__Document passage__.
A short look at the economic side of OA publishing

Scientific publishing costs quite a lot of money, whether it is subscription-based or open access. One can assume that the effective costs are higher in the subscription-based publishing vs. OA publishing as a huge advertising effort is needed to find libraries and individuals to subscribe to the content and, if journals are produced in print, also for paper, printing and shipping. Other costs apply equally to subscription-based and OA publishing: maintaining a manuscript management system, communication between authors, editors, reviewers and publisher, technical editing and typesetting, providing an attractive journal website and feeding the metadata of published articles into relevant databases. Generally, the most time-consuming parts of the publishing process (apart from the work of the authors who normally do it as part of a funded project or an employment) remain unpaid, i.e. the immense service of editors and reviewers, without which quality journals would not be possible. To my knowledge, journal reviewers never receive any financial remuneration and scientific editors only rarely and then usually as largely symbolic honoraria. But why are journal subscription fees and article processing charges (APCs) so high and increasing (Morrison et al. 2022) – despite the “hard” costs became less when moving from print to online only and from subscription-based to gold OA publication? The reason behind are the huge profits that can be made in the publishing business, with profit rates that are way above other fields of economics.

__Task goal__.
Reproduce the passage on the economics of open access publishing word for word, from its title through its last sentence.

__Raw data__.
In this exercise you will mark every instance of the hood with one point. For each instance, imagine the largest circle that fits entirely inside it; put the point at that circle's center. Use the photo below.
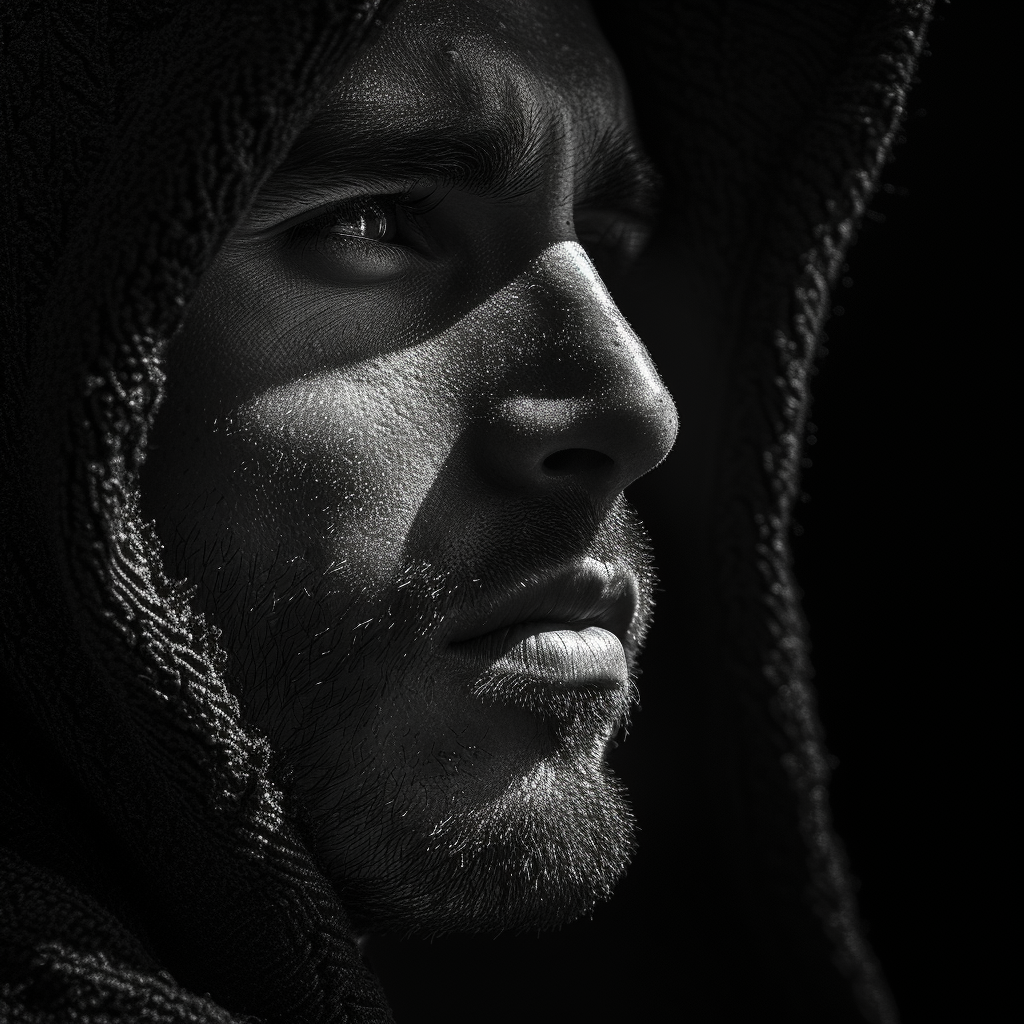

__Solution to this task__.
A short look at the economic side of OA publishing

Scientific publishing costs quite a lot of money, whether it is subscription-based or open access. One can assume that the effective costs are higher in the subscription-based publishing vs. OA publishing as a huge advertising effort is needed to find libraries and individuals to subscribe to the content and, if journals are produced in print, also for paper, printing and shipping. Other costs apply equally to subscription-based and OA publishing: maintaining a manuscript management system, communication between authors, editors, reviewers and publisher, technical editing and typesetting, providing an attractive journal website and feeding the metadata of published articles into relevant databases. Generally, the most time-consuming parts of the publishing process (apart from the work of the authors who normally do it as part of a funded project or an employment) remain unpaid, i.e. the immense service of editors and reviewers, without which quality journals would not be possible. To my knowledge, journal reviewers never receive any financial remuneration and scientific editors only rarely and then usually as largely symbolic honoraria. But why are journal subscription fees and article processing charges (APCs) so high and increasing (Morrison et al. 2022) – despite the “hard” costs became less when moving from print to online only and from subscription-based to gold OA publication? The reason behind are the huge profits that can be made in the publishing business, with profit rates that are way above other fields of economics.